▶ **PROBLEM REQUIREMENTS**
Pull out every line in the listing below that contains the string "roof", treating uppercase and lowercase letters as different.

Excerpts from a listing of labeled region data
** begin **
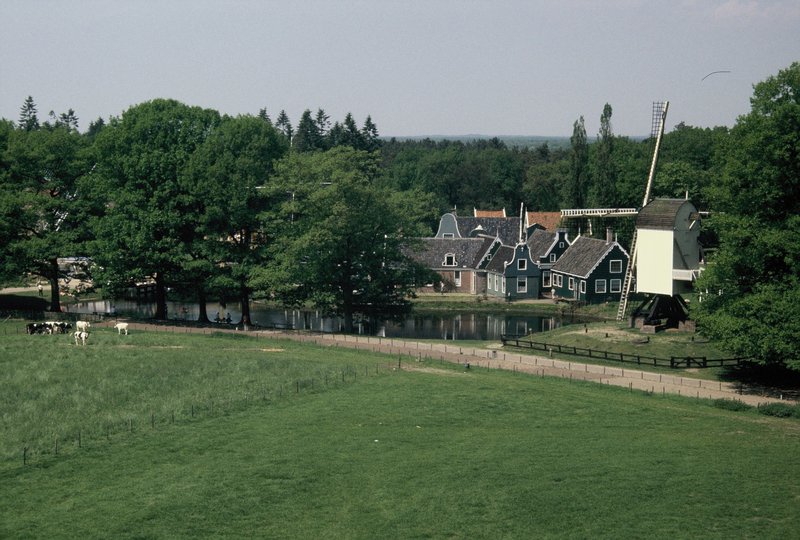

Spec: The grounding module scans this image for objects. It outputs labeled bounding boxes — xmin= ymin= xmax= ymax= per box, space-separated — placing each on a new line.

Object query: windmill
xmin=561 ymin=101 xmax=700 ymax=321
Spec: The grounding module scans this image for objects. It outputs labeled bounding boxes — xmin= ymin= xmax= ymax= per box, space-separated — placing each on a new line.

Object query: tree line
xmin=0 ymin=63 xmax=800 ymax=370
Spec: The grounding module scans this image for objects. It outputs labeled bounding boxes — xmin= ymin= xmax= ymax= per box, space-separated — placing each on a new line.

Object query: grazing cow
xmin=25 ymin=323 xmax=45 ymax=335
xmin=44 ymin=321 xmax=72 ymax=334
xmin=74 ymin=330 xmax=89 ymax=345
xmin=114 ymin=323 xmax=128 ymax=336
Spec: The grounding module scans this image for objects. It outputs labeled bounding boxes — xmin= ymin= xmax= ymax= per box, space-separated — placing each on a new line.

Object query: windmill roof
xmin=636 ymin=199 xmax=692 ymax=230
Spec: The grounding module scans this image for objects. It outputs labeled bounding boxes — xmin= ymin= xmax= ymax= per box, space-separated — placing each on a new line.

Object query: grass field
xmin=0 ymin=330 xmax=800 ymax=538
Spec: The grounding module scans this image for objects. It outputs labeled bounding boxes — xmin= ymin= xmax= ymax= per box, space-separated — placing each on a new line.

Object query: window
xmin=594 ymin=279 xmax=606 ymax=294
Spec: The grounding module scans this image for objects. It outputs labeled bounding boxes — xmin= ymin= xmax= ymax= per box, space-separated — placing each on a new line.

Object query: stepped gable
xmin=552 ymin=236 xmax=617 ymax=277
xmin=472 ymin=208 xmax=507 ymax=217
xmin=526 ymin=212 xmax=561 ymax=231
xmin=409 ymin=238 xmax=494 ymax=270
xmin=456 ymin=217 xmax=519 ymax=246
xmin=486 ymin=246 xmax=514 ymax=274
xmin=528 ymin=229 xmax=558 ymax=261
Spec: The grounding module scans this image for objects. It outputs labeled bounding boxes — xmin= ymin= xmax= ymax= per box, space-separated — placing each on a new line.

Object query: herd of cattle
xmin=25 ymin=321 xmax=128 ymax=345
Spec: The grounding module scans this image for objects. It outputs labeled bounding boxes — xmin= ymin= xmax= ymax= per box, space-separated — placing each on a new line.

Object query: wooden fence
xmin=500 ymin=334 xmax=748 ymax=369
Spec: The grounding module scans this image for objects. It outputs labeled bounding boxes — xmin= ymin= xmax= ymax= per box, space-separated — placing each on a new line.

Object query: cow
xmin=114 ymin=323 xmax=128 ymax=336
xmin=73 ymin=330 xmax=89 ymax=345
xmin=25 ymin=323 xmax=45 ymax=335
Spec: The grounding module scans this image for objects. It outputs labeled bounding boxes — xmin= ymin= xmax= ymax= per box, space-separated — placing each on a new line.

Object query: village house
xmin=550 ymin=231 xmax=629 ymax=303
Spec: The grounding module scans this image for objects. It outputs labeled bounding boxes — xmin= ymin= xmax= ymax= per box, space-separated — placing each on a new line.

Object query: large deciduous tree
xmin=93 ymin=99 xmax=220 ymax=319
xmin=271 ymin=147 xmax=432 ymax=332
xmin=697 ymin=62 xmax=800 ymax=370
xmin=184 ymin=116 xmax=289 ymax=325
xmin=0 ymin=119 xmax=89 ymax=311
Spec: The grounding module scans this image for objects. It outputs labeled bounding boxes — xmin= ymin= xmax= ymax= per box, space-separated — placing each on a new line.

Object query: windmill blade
xmin=700 ymin=69 xmax=730 ymax=82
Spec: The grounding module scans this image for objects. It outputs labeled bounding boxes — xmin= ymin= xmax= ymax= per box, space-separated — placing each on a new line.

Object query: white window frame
xmin=594 ymin=279 xmax=607 ymax=294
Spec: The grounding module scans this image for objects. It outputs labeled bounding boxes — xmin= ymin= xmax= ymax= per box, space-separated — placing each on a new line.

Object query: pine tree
xmin=19 ymin=96 xmax=39 ymax=131
xmin=275 ymin=109 xmax=294 ymax=141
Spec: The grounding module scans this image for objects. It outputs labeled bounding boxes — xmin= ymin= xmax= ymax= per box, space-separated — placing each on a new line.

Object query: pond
xmin=69 ymin=300 xmax=585 ymax=341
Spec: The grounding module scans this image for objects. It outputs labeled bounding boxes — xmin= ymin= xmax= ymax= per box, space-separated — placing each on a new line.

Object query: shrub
xmin=713 ymin=399 xmax=753 ymax=411
xmin=758 ymin=403 xmax=800 ymax=418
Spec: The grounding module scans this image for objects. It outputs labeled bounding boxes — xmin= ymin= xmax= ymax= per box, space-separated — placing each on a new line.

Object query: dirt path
xmin=72 ymin=321 xmax=795 ymax=405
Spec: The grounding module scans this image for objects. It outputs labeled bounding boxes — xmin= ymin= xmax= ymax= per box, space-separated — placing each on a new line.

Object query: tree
xmin=696 ymin=62 xmax=800 ymax=370
xmin=275 ymin=109 xmax=294 ymax=142
xmin=564 ymin=116 xmax=589 ymax=208
xmin=292 ymin=109 xmax=323 ymax=152
xmin=183 ymin=116 xmax=288 ymax=325
xmin=91 ymin=99 xmax=220 ymax=319
xmin=19 ymin=96 xmax=39 ymax=131
xmin=591 ymin=103 xmax=619 ymax=208
xmin=0 ymin=124 xmax=90 ymax=311
xmin=270 ymin=148 xmax=432 ymax=332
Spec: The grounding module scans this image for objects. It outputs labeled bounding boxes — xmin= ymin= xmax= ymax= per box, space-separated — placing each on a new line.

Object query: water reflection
xmin=70 ymin=300 xmax=582 ymax=340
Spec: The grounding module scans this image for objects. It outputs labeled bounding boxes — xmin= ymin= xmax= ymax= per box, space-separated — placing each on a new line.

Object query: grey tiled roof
xmin=405 ymin=238 xmax=494 ymax=269
xmin=553 ymin=236 xmax=618 ymax=277
xmin=528 ymin=229 xmax=558 ymax=261
xmin=456 ymin=216 xmax=520 ymax=246
xmin=486 ymin=246 xmax=514 ymax=274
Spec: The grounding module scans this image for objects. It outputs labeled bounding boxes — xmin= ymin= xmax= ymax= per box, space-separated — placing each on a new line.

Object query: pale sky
xmin=0 ymin=0 xmax=800 ymax=137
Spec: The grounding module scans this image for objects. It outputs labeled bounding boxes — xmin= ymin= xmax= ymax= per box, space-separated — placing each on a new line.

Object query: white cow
xmin=74 ymin=330 xmax=89 ymax=345
xmin=114 ymin=323 xmax=128 ymax=336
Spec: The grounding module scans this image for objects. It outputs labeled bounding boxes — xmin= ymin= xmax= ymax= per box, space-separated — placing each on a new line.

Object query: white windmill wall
xmin=636 ymin=229 xmax=675 ymax=296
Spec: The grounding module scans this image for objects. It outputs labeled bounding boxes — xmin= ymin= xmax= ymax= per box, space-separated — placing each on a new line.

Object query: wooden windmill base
xmin=631 ymin=294 xmax=695 ymax=334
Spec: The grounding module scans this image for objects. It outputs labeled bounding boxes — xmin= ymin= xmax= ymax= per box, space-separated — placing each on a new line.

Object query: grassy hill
xmin=0 ymin=329 xmax=800 ymax=538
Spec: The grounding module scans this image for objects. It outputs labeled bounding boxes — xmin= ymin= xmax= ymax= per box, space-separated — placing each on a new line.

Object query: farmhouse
xmin=550 ymin=232 xmax=629 ymax=303
xmin=409 ymin=209 xmax=628 ymax=302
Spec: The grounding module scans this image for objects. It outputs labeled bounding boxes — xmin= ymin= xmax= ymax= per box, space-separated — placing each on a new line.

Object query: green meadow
xmin=0 ymin=330 xmax=800 ymax=538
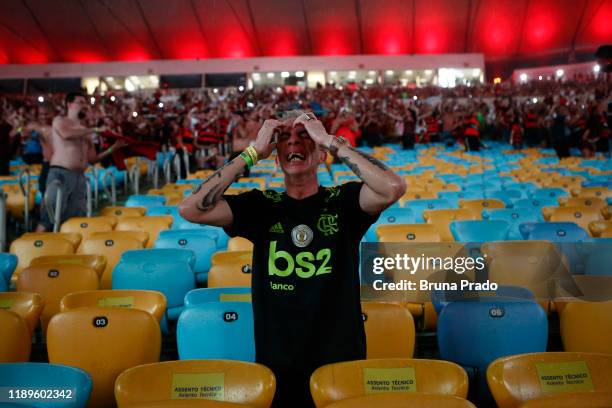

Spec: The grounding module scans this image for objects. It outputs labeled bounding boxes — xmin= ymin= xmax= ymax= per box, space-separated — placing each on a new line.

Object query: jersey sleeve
xmin=340 ymin=182 xmax=380 ymax=239
xmin=223 ymin=190 xmax=265 ymax=242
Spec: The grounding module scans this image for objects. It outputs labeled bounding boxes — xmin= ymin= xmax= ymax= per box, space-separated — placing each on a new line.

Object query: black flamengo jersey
xmin=224 ymin=182 xmax=378 ymax=404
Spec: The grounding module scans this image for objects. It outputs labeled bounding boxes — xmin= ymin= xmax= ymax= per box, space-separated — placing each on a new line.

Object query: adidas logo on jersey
xmin=270 ymin=222 xmax=285 ymax=234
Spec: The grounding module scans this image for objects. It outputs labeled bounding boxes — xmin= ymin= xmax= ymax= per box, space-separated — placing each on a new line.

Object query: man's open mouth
xmin=287 ymin=152 xmax=306 ymax=162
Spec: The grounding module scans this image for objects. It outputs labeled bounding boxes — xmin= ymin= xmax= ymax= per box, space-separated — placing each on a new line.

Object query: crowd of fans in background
xmin=0 ymin=77 xmax=612 ymax=175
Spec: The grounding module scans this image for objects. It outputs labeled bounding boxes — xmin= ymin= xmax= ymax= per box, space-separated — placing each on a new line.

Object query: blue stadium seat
xmin=431 ymin=285 xmax=534 ymax=315
xmin=485 ymin=190 xmax=523 ymax=207
xmin=519 ymin=222 xmax=589 ymax=242
xmin=113 ymin=259 xmax=196 ymax=320
xmin=438 ymin=298 xmax=548 ymax=406
xmin=125 ymin=195 xmax=166 ymax=207
xmin=531 ymin=187 xmax=569 ymax=200
xmin=172 ymin=217 xmax=229 ymax=250
xmin=0 ymin=252 xmax=19 ymax=292
xmin=176 ymin=302 xmax=255 ymax=362
xmin=482 ymin=207 xmax=544 ymax=240
xmin=119 ymin=248 xmax=196 ymax=270
xmin=404 ymin=198 xmax=457 ymax=223
xmin=153 ymin=229 xmax=217 ymax=283
xmin=450 ymin=220 xmax=510 ymax=242
xmin=364 ymin=207 xmax=415 ymax=242
xmin=185 ymin=287 xmax=251 ymax=307
xmin=0 ymin=363 xmax=92 ymax=408
xmin=146 ymin=205 xmax=180 ymax=219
** end **
▶ **THE RESULT**
Object query: windmill roof
Object query: grey tiled roof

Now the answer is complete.